**ACTIVITY**
Each line from the start of the data below through the one containing "Where can you see the stone foundation?" must be reproduced exactly.

**DATA FOR THE TASK**
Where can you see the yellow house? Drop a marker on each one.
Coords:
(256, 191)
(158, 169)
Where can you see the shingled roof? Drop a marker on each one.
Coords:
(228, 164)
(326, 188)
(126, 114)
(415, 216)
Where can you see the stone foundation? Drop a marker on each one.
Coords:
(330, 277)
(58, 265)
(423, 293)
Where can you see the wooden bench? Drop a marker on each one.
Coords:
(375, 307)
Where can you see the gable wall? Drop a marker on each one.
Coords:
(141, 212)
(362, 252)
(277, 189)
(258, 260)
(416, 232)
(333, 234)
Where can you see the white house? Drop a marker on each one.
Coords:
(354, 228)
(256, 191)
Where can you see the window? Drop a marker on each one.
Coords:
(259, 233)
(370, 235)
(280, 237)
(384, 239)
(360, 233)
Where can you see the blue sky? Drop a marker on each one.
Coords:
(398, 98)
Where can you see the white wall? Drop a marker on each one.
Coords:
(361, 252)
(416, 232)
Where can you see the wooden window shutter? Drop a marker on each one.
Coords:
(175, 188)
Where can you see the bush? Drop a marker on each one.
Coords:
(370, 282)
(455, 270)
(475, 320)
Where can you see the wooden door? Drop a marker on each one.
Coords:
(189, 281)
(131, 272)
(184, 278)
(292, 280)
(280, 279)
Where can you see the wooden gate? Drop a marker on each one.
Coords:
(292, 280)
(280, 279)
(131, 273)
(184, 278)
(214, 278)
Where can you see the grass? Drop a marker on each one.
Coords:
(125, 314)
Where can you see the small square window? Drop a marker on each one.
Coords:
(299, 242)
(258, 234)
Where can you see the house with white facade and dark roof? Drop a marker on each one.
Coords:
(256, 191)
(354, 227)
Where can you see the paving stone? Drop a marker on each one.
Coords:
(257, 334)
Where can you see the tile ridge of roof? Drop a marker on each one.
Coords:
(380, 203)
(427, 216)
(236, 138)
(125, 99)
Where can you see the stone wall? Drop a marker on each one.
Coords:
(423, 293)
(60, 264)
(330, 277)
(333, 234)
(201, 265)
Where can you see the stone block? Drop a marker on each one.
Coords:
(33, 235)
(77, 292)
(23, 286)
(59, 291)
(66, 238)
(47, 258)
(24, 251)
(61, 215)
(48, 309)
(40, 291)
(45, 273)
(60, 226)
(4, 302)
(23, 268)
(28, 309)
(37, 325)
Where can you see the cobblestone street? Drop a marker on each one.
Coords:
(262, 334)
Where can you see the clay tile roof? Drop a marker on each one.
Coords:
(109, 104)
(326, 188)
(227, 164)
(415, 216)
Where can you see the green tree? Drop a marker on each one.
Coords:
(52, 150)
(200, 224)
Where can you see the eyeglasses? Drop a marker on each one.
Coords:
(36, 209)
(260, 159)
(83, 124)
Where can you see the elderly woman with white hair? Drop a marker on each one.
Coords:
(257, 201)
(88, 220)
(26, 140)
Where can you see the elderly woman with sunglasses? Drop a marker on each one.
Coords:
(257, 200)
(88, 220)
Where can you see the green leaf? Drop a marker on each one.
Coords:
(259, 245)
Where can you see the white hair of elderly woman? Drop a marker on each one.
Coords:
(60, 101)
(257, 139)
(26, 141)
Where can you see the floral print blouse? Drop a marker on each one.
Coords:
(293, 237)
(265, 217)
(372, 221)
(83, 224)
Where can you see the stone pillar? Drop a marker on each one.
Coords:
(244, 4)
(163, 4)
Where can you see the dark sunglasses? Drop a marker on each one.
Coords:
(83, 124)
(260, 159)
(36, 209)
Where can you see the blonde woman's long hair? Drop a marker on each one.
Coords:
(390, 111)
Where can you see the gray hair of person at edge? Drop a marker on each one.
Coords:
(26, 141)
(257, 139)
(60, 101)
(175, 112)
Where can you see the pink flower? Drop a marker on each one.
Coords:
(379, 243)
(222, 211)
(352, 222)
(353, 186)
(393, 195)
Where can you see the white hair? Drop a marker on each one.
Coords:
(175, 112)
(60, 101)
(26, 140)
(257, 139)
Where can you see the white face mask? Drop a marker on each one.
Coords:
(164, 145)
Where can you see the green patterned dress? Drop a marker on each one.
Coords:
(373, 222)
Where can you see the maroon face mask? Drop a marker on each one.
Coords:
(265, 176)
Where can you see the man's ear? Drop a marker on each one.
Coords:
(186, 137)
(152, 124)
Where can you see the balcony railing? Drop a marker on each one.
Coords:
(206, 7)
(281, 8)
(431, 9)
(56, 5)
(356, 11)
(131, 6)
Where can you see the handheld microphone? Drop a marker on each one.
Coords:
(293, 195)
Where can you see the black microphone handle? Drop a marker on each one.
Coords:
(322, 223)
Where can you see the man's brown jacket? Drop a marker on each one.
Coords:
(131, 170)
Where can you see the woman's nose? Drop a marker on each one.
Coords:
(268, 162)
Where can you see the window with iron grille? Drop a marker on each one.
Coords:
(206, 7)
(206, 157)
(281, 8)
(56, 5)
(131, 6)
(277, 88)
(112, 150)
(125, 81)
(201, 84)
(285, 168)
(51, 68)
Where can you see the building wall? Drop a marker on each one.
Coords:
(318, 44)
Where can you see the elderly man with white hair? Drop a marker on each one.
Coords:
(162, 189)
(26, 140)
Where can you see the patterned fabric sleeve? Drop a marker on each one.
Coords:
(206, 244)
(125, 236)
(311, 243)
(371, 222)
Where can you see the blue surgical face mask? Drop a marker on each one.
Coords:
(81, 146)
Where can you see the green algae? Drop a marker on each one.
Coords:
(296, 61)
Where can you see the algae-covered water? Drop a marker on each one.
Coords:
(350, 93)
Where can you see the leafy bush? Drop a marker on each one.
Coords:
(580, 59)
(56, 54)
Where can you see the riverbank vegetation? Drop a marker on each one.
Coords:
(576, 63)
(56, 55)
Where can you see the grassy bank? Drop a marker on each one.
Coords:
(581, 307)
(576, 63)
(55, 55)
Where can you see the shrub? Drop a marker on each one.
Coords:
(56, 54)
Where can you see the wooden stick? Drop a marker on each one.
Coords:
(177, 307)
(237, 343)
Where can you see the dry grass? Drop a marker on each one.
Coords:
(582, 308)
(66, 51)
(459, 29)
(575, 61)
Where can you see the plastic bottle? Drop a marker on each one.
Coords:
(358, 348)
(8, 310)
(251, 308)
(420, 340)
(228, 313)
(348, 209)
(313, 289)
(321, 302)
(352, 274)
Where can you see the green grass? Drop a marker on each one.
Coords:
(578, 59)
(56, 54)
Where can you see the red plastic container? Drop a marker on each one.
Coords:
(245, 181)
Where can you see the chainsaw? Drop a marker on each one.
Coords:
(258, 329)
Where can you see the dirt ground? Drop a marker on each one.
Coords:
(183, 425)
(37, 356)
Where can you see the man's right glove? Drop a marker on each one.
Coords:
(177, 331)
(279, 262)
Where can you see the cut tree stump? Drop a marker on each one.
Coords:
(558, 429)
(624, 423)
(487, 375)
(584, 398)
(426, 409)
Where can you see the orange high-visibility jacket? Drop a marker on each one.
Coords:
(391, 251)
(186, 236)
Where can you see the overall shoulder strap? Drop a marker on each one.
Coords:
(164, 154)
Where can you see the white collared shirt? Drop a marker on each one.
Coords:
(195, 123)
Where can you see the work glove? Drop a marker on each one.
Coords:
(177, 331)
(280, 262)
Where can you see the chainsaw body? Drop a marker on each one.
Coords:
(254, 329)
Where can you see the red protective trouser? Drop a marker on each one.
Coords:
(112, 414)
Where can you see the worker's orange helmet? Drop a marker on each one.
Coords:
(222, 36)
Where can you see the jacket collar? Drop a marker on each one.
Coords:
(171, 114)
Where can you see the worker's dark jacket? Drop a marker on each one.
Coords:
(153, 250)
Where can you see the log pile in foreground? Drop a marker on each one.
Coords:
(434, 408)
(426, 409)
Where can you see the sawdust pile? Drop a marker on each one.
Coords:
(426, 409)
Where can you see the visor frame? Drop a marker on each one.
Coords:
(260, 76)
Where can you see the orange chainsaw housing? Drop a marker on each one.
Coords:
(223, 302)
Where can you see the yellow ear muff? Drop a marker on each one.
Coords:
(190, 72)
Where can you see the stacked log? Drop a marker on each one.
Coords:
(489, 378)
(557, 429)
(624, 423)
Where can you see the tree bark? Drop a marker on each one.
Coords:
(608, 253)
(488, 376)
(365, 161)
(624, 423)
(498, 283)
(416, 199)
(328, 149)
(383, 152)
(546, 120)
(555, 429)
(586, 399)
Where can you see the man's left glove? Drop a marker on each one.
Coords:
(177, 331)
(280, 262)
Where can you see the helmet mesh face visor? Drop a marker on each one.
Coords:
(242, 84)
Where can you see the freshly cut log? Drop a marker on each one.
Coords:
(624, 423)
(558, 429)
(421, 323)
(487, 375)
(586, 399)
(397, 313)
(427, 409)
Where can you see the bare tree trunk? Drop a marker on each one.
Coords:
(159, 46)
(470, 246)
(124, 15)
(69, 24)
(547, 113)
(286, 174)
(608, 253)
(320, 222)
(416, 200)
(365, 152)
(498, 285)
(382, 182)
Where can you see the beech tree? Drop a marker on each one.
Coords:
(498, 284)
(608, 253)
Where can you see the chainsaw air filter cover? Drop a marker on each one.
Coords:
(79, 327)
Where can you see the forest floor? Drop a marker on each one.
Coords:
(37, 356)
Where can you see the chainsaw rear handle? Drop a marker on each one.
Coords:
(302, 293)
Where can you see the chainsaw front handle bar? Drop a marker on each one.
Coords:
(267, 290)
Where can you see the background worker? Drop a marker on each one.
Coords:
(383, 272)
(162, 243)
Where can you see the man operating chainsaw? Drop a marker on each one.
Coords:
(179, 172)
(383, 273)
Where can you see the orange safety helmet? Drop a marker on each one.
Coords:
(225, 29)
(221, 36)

**YOUR SOLUTION**
Where can you see the yellow house? Drop a marker on each one.
Coords:
(256, 191)
(158, 169)
Where can you see the shingled roof? Drop a marker on each one.
Coords:
(228, 164)
(326, 188)
(126, 114)
(415, 216)
Where can you see the stone foundation? Drop a marker on each one.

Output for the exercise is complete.